| GIVEN RECORDS |
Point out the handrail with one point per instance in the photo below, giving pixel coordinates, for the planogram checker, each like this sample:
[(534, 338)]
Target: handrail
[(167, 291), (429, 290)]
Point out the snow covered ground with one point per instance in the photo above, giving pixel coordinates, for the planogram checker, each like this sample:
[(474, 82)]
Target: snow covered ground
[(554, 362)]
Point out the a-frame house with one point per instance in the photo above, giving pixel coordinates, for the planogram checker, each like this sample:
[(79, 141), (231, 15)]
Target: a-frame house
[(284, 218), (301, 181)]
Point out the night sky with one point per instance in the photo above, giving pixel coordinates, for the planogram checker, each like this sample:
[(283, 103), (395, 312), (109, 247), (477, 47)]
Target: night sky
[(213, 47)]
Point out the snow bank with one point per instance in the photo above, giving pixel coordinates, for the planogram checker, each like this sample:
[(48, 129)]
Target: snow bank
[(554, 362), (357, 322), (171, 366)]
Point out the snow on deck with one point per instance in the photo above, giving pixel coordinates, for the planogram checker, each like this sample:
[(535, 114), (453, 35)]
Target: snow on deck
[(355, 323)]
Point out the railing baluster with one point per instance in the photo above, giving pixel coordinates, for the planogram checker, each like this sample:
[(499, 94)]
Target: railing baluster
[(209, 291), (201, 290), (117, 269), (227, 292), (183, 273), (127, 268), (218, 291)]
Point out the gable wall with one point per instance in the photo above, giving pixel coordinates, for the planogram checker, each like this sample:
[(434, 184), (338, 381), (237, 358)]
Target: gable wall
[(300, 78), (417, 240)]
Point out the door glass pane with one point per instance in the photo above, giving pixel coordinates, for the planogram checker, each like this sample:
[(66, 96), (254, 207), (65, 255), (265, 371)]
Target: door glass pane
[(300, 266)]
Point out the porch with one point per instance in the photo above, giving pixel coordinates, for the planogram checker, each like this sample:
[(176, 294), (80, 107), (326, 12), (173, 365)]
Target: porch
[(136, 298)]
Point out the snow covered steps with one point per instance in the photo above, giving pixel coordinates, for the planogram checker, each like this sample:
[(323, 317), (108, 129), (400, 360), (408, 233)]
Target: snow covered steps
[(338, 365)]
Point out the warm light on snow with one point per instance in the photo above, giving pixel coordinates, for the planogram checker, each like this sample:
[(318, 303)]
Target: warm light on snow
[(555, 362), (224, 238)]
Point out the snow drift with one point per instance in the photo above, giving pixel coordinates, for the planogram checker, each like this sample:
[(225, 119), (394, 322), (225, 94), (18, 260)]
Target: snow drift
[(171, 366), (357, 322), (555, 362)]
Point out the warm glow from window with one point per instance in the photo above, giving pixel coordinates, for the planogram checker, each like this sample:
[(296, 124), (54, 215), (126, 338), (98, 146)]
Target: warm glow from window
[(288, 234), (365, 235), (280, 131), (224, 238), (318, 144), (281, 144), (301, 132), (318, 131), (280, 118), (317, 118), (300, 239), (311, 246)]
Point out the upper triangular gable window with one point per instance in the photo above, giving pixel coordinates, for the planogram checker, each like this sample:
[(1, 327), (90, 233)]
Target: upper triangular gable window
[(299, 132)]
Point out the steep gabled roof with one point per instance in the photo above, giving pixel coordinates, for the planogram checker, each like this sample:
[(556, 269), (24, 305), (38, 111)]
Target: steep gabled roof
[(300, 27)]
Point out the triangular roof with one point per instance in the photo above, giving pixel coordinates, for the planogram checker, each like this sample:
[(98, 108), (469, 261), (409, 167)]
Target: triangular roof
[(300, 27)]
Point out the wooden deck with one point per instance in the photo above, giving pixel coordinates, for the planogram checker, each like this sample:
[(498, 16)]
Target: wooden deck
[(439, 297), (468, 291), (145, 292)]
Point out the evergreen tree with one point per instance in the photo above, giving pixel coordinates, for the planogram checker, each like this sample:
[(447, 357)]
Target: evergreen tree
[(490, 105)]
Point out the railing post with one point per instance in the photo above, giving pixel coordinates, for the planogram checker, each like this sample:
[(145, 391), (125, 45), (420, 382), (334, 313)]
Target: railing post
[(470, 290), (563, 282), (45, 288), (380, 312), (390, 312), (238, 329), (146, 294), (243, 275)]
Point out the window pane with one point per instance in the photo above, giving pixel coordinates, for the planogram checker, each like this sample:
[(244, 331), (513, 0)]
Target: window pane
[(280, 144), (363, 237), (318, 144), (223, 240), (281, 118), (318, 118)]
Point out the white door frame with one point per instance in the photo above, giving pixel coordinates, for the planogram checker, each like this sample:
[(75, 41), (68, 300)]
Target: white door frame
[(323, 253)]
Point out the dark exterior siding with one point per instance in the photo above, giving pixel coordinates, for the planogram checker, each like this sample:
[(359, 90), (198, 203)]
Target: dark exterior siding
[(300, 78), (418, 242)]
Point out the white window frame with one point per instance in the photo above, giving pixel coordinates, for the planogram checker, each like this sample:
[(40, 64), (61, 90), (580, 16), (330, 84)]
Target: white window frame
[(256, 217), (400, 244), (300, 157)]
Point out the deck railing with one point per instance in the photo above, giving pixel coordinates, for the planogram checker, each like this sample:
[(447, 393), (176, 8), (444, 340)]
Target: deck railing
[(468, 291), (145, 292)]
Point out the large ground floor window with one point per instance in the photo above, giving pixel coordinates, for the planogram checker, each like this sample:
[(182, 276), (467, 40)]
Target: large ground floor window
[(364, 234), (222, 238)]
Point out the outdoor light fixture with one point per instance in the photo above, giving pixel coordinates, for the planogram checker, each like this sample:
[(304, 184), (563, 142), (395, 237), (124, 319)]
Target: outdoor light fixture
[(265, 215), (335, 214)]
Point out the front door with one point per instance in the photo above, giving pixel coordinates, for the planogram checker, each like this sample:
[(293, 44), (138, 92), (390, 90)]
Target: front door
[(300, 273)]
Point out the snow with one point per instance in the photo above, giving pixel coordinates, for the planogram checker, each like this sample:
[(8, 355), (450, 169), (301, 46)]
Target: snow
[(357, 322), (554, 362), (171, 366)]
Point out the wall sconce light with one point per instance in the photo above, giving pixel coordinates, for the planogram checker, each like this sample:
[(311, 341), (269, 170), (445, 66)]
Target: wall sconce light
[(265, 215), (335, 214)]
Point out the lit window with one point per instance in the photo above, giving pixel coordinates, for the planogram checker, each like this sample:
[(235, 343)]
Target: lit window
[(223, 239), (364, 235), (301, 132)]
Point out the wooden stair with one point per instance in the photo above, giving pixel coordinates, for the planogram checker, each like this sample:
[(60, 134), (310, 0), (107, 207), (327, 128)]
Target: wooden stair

| PROBLEM STATEMENT |
For this exercise, repeat the data above exactly.

| RESULT |
Point out the handrail with one point per instance in the photo below, giving pixel coordinates, for the planogram checker, each like this sample:
[(534, 338)]
Target: handrail
[(167, 291), (429, 290)]
Point out the snow covered ground with one point per instance in the photo above, giving pixel coordinates, for the planogram checker, each like this sample:
[(474, 82)]
Target: snow covered ground
[(554, 362)]
Point out the a-frame house with one point per instance in the photo above, giving pixel coordinates, for the planogram checker, each like this sample:
[(79, 141), (231, 15)]
Target: a-frame house
[(284, 218), (301, 181)]
Point out the night sky with one point per instance in the photo above, giving pixel coordinates, for the planogram checker, each like this sample:
[(283, 103), (395, 312), (109, 247), (477, 47)]
Target: night sky
[(213, 47)]
Point out the snow bank with one point per instance in the photo above, giving pixel coordinates, for the planogram checker, each like this sample:
[(48, 129)]
Target: snow bank
[(554, 362), (357, 322), (171, 366)]
Point out the snow on deck with one point per instance in the photo above, giving pixel coordinates, for the planogram checker, each like this sample:
[(535, 114), (453, 35)]
Target: snow on deck
[(355, 323)]
Point out the railing baluster with one point per instance in the photo above, giving pixel coordinates, for the planogram checker, each like this sample:
[(499, 94)]
Target: railing baluster
[(209, 291), (201, 290), (117, 269), (227, 292), (183, 273), (127, 268), (218, 291)]
Point out the gable wall with one point per instance in the photo above, giving pixel coordinates, for the planogram checker, each like this sample:
[(434, 184), (338, 381), (237, 358)]
Target: gable wall
[(300, 78), (417, 240)]
Point out the door glass pane with one point per instance in the photo above, giving pixel coordinates, for the planogram checker, each like this sample:
[(66, 96), (254, 207), (65, 255), (265, 371)]
Target: door glass pane
[(300, 266)]
Point out the porch with one point per instance in the photo above, giving pixel coordinates, for the planogram checker, each like this sample:
[(176, 294), (80, 107), (326, 12), (173, 365)]
Target: porch
[(136, 298)]
Point out the snow covered steps with one point per instance in the photo above, giving pixel coordinates, for the planogram checker, each like this sample:
[(323, 317), (108, 129), (400, 360), (408, 233)]
Target: snow covered steps
[(338, 365)]
Point out the warm light on snow with one point per instance in the photo above, giving pixel coordinates, for the planogram checker, each like this sample:
[(318, 303)]
Target: warm light on snow
[(555, 362), (224, 238)]
Point out the snow drift with one point per instance in the photo above, giving pixel coordinates, for the planogram checker, each like this sample:
[(225, 119), (394, 322), (225, 94), (18, 260)]
Target: snow drift
[(171, 366), (357, 322), (555, 362)]
Point out the warm glow from window with one point per instance in the photo above, giving pixel coordinates, for the planogram checker, each like this sample:
[(296, 124), (54, 215), (126, 338), (98, 146)]
Target: warm glow from window
[(288, 234), (365, 235), (280, 131), (224, 238), (318, 144), (281, 144), (301, 132), (318, 131), (280, 118), (317, 118), (300, 239), (311, 246)]
Point out the upper triangular gable window with one point per instance in the photo above, giving pixel coordinates, for the planogram checker, each like this sample:
[(1, 327), (90, 233)]
Target: upper triangular gable window
[(299, 132)]
Point out the steep gabled roof with one point per instance in the photo above, giving pixel coordinates, for the planogram checker, each like this sample:
[(556, 269), (24, 305), (38, 111)]
Target: steep gabled roof
[(300, 27)]
Point out the triangular roof with one point per instance in the photo above, giving pixel coordinates, for the planogram checker, each like this sample:
[(98, 108), (469, 261), (409, 167)]
Target: triangular roof
[(300, 27)]
Point out the wooden deck with one point per instance in the photo above, giving pixel coordinates, for the planogram checker, each like this sample:
[(498, 16)]
Target: wooden deck
[(439, 297), (468, 291), (145, 292)]
Point out the evergreen tree with one point per instance in the photo above, giving pixel coordinates, for the planogram checker, each like this sample:
[(447, 357)]
Target: evergreen tree
[(490, 105)]
Point out the railing post with one point per instance in the photo above, giving pixel coordinates, for the planogram checker, each like this sample:
[(145, 391), (125, 45), (420, 382), (334, 313)]
Target: railing post
[(470, 290), (563, 282), (45, 288), (380, 312), (390, 312), (238, 329), (146, 294), (243, 275)]
Point out the window pane with one point per instance in the photo above, giving pixel coordinates, for the planogram checker, each like this sample:
[(244, 331), (513, 0)]
Target: window pane
[(280, 144), (363, 237), (318, 144), (223, 240), (281, 118), (318, 118)]
Point out the white door frame with one point per instance in the photo above, giving pixel coordinates, for the planogram checker, each like this sample:
[(75, 41), (68, 300)]
Target: white door frame
[(323, 253)]
Point out the dark exterior siding with one point per instance in the photo above, giving pixel coordinates, for the planogram checker, each like this sample:
[(359, 90), (198, 203)]
Target: dark exterior siding
[(300, 78), (418, 242)]
Point out the white window frame with one point per instance in the photo above, giving pixel coordinates, for the planogram checker, each like this sample:
[(40, 64), (61, 90), (580, 16), (330, 84)]
Target: white window frame
[(256, 217), (400, 244), (300, 157)]
Point out the deck railing with one point per instance in the photo above, giving pixel coordinates, for the planogram checker, each like this sample:
[(447, 393), (176, 8), (444, 340)]
Target: deck railing
[(468, 291), (145, 292)]
Point out the large ground floor window with one point per instance in the photo above, giving pixel coordinates, for the planogram checker, each like this sample:
[(182, 276), (467, 40)]
Target: large ground floor window
[(364, 234), (222, 238)]
Point out the outdoor light fixture with one point per instance in the photo above, giving pixel coordinates, for the planogram checker, each like this sample:
[(304, 184), (563, 142), (395, 237), (124, 319)]
Target: outdoor light fixture
[(265, 215), (335, 214)]
Point out the front door with one point per instance in the photo above, giving pixel coordinates, for the planogram checker, each like this sample:
[(293, 44), (138, 92), (390, 90)]
Target: front door
[(300, 273)]
Point out the snow with one point per instance in the photo above, giving pixel coordinates, for the planogram checker, each like this sample:
[(8, 355), (450, 169), (301, 46)]
Target: snow
[(357, 322), (554, 362), (171, 366)]
Point out the wall sconce light with one point per instance in the photo above, giving pixel coordinates, for the planogram checker, each like this sample:
[(311, 341), (269, 170), (445, 66)]
Target: wall sconce light
[(265, 215), (335, 214)]
Point out the lit window with one point per instance in the photo above, giving pixel coordinates, for the planogram checker, each like this sample:
[(235, 343)]
Target: lit window
[(223, 239), (364, 235), (301, 132)]
Point out the wooden stair with one point per instance in the photo above, giving pixel coordinates, for the planogram checker, each like this sample:
[(60, 134), (310, 0), (107, 207), (327, 128)]
Target: wooden stair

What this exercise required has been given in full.